* _Problem_: Extract verbatim the lines from the first one through the line containing "[0, 303, 162, 399]", with both ends included. Omit the pictures from your output.

[Entries from an annotation dataset]
·····

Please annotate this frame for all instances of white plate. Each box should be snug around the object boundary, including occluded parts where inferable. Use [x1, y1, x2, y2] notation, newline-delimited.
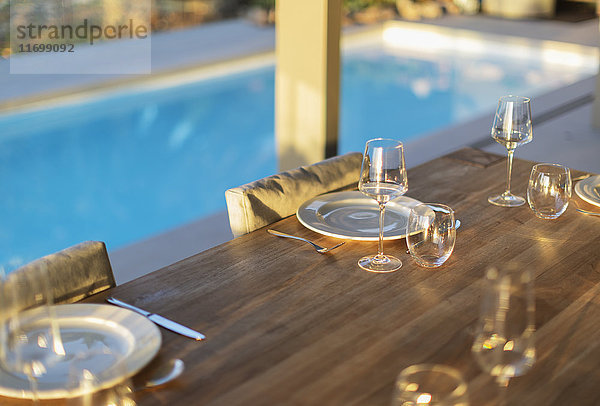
[296, 191, 421, 241]
[0, 303, 161, 399]
[575, 175, 600, 206]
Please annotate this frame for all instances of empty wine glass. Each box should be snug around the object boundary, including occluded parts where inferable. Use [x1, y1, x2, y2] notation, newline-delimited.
[392, 364, 469, 406]
[488, 96, 533, 207]
[471, 263, 536, 400]
[358, 138, 408, 272]
[527, 164, 572, 220]
[0, 263, 65, 404]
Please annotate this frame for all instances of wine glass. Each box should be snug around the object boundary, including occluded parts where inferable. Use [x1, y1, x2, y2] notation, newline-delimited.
[471, 263, 536, 400]
[488, 96, 533, 207]
[358, 138, 408, 272]
[0, 263, 65, 404]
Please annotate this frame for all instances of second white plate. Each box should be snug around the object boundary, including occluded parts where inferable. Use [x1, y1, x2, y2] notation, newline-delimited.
[575, 175, 600, 206]
[296, 191, 421, 241]
[0, 303, 162, 399]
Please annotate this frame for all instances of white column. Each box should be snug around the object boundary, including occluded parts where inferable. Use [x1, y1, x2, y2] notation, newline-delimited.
[275, 0, 342, 170]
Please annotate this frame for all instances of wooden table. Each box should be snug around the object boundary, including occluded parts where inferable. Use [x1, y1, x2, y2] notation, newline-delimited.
[0, 149, 600, 406]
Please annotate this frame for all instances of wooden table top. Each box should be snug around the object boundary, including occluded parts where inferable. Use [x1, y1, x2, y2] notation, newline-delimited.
[0, 149, 600, 406]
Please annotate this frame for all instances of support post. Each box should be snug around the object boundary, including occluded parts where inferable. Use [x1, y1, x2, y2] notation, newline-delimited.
[275, 0, 342, 171]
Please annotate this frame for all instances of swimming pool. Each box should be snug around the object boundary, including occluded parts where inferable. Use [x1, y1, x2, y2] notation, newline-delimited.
[0, 23, 597, 264]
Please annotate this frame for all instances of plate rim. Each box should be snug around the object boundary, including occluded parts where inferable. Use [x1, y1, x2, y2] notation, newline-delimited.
[0, 303, 162, 400]
[575, 175, 600, 207]
[296, 190, 423, 241]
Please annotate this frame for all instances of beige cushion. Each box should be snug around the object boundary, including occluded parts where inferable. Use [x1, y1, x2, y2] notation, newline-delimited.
[225, 152, 362, 237]
[14, 241, 115, 304]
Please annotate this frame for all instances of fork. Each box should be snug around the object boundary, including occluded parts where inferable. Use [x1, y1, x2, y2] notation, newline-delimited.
[267, 229, 345, 254]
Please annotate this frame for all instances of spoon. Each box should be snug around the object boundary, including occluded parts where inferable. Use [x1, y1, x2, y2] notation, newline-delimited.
[133, 358, 185, 392]
[267, 229, 344, 254]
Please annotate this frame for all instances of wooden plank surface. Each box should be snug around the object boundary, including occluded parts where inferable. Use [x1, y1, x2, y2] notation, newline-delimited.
[0, 151, 600, 406]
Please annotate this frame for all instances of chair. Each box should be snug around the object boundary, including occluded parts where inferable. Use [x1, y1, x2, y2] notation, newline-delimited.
[14, 241, 116, 304]
[225, 152, 362, 237]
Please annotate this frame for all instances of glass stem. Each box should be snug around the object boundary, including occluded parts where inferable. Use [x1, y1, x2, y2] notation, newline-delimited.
[377, 203, 385, 258]
[496, 377, 509, 406]
[27, 373, 40, 406]
[504, 149, 515, 195]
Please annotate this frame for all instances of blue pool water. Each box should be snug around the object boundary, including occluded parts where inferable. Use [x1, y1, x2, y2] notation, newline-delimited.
[0, 37, 595, 264]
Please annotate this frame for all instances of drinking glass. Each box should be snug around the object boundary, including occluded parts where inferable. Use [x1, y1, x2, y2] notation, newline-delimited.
[66, 347, 136, 406]
[471, 263, 536, 400]
[392, 364, 469, 406]
[488, 96, 533, 207]
[527, 164, 572, 219]
[406, 203, 456, 268]
[0, 264, 65, 404]
[358, 138, 408, 272]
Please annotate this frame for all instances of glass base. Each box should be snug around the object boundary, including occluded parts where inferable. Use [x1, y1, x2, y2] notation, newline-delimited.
[358, 254, 402, 273]
[488, 192, 525, 207]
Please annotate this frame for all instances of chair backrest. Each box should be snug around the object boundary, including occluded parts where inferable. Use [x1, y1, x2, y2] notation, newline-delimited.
[225, 152, 362, 237]
[14, 241, 116, 304]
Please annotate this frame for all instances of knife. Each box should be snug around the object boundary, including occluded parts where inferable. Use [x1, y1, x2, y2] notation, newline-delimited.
[106, 297, 206, 341]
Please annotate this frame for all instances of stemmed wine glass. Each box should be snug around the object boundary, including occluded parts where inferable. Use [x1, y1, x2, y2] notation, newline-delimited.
[471, 263, 536, 403]
[0, 265, 65, 404]
[358, 138, 408, 272]
[488, 96, 533, 207]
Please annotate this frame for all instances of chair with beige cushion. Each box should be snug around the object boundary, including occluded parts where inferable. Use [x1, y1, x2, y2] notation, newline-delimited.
[14, 241, 116, 304]
[225, 152, 362, 237]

·····

* _Response_:
Please annotate this frame for all instances of white plate. Each box should be snug around the object boundary, including occluded parts where inferable. Use [x1, y1, x2, y2] notation, newline-delimited.
[296, 191, 421, 241]
[0, 303, 161, 399]
[575, 175, 600, 206]
Please annotate this frame for all instances of empty wine glass. Each box should be snug around the object boundary, including occluded parts where inferable. Use [x1, y1, x2, y2] notation, newline-delimited.
[392, 364, 469, 406]
[488, 96, 533, 207]
[471, 263, 536, 400]
[358, 138, 408, 272]
[527, 164, 572, 220]
[0, 263, 65, 404]
Please annotate this frame for all instances of wine glass. Each box should be snug around the object boundary, including occluded parts where inferable. Use [x1, y1, x2, y2] notation, newline-delimited.
[471, 263, 536, 400]
[488, 96, 533, 207]
[358, 138, 408, 272]
[0, 263, 65, 404]
Please annotate this frame for all instances of second white plate. Each box should be snug around the object boundary, including occluded parts where inferable. Use [x1, y1, x2, y2] notation, newline-delimited.
[575, 175, 600, 206]
[296, 191, 421, 241]
[0, 303, 162, 399]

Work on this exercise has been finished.